What you have to do → Using the data below, show every line where the word "suit" occurs.

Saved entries
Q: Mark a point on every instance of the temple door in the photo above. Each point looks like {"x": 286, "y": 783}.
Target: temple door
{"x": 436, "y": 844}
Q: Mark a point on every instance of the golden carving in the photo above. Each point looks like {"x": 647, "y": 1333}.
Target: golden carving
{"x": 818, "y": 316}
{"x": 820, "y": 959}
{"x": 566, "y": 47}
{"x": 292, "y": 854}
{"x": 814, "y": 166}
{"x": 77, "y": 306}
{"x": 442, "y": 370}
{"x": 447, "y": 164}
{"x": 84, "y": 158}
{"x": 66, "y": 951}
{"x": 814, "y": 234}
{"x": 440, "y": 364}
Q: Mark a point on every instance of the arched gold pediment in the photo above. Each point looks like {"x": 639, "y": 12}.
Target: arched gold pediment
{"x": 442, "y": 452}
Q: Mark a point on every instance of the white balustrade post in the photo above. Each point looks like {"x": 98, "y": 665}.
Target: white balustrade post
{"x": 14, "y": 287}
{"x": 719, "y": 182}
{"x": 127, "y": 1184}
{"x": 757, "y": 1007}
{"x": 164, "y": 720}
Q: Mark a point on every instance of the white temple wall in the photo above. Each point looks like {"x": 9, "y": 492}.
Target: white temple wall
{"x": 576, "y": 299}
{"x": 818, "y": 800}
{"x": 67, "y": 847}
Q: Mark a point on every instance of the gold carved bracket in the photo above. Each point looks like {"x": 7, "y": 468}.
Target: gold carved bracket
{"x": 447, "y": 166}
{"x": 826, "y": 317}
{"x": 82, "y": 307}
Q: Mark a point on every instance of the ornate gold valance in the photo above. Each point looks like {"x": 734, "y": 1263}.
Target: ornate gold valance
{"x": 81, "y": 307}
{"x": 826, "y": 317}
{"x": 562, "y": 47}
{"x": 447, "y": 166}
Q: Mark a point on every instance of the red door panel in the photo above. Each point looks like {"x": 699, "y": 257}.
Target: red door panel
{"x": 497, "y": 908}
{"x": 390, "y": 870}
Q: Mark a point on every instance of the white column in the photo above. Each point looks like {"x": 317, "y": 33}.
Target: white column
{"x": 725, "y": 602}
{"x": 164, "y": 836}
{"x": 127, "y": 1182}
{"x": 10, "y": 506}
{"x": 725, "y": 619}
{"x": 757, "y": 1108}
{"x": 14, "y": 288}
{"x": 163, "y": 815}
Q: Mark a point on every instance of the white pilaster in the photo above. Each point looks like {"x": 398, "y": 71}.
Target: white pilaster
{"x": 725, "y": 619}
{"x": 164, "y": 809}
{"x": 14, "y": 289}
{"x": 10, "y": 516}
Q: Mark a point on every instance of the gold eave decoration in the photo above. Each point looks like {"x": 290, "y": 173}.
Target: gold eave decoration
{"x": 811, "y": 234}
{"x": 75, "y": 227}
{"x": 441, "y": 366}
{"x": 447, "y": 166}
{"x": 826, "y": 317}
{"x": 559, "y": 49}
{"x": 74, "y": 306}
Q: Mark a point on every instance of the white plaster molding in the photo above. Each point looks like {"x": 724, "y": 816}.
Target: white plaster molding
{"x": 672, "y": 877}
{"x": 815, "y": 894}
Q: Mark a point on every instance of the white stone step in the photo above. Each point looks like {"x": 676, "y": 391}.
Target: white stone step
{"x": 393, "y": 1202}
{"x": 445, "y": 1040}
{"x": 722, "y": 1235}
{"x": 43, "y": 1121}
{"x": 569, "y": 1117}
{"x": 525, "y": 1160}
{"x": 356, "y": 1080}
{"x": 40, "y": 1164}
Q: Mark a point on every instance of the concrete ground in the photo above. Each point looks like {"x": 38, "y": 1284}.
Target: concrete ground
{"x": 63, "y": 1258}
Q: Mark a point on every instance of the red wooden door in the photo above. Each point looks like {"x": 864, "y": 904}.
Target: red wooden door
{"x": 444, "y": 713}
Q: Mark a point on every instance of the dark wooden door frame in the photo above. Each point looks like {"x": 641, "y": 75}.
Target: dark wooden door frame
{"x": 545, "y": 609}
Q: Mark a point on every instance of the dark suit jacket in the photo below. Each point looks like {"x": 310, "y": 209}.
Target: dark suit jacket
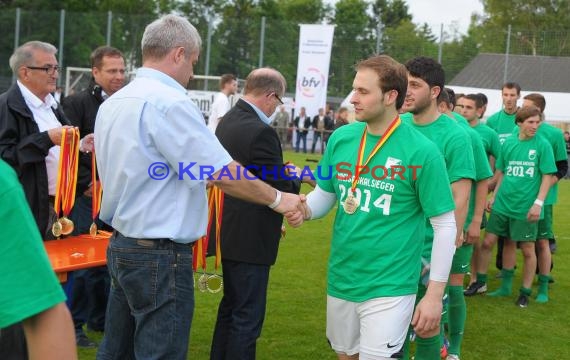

Written answer →
Q: Mark a point on every instance of the dark suit jacket in the photo below. Each point looks like {"x": 310, "y": 209}.
Target: dark suit jacket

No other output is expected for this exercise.